» **What to produce**
Every line below is to be copied exactly, with the pictures left out.

┌────────

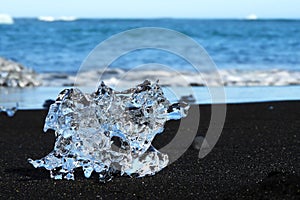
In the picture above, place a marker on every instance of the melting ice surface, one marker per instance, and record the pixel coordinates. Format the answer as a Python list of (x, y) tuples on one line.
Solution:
[(108, 131)]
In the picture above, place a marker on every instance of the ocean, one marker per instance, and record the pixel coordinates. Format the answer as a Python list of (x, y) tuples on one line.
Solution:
[(260, 53)]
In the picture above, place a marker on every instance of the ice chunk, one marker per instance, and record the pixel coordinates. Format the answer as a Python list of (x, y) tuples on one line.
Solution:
[(9, 111), (108, 131)]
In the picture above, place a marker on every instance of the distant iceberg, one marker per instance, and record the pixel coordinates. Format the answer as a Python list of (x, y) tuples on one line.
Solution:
[(252, 17), (52, 19), (6, 19)]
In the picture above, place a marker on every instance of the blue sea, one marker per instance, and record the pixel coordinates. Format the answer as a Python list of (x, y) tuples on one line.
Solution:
[(246, 52)]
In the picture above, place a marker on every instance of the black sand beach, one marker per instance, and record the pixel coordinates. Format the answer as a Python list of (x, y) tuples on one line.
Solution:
[(256, 157)]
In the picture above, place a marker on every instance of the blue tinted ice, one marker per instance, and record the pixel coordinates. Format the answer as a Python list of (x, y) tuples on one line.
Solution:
[(108, 132), (9, 111)]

└────────

» **Expected output**
In the picture above, place a marker on every instance of the melting ice surface, one marker per instance, and record the pixel coordinates. Format the answer as a Python list of (x, y) tuples on one line.
Solution:
[(108, 131)]
In the picture above, place a marker on every instance of the ocean, one marker per instance, and record the pixel coordinates. Format the answer as a Python list of (x, y) tuples on one line.
Solution:
[(260, 53)]
In the picture above, place a marker on every instance of the ice chunk, one marker per instance, and record the pixel coordinates. Format the answer as a Python list of (x, y) tuples on one line.
Solution:
[(9, 111), (108, 131)]
In the picture above, place a marker on every instance of the distant iceberg, one marker per instance, and record the pixel coordinates. Format the answer as a Python list of (x, y) tuples on one line.
Solution:
[(252, 17), (52, 19), (6, 19)]
In the picture above, place a marker on every instance of the blue sea, one marker per instance, and record the pixel coordinates. Format the answer as a Python list of (x, y) tuples on one line.
Solution:
[(246, 52)]
In the picture above, place a marker on every instance of the black sand beach, one marker per instance, and record the pixel coordinates. Format the answer as a Python list of (x, y) tuples on one line.
Solution:
[(256, 157)]
In the picture above, place a marker on every instance of the blue tinted ice, one marker per instance, and record the pixel coordinates. Format the answer as a Python list of (x, y) tuples on one line.
Solution:
[(108, 132), (9, 111)]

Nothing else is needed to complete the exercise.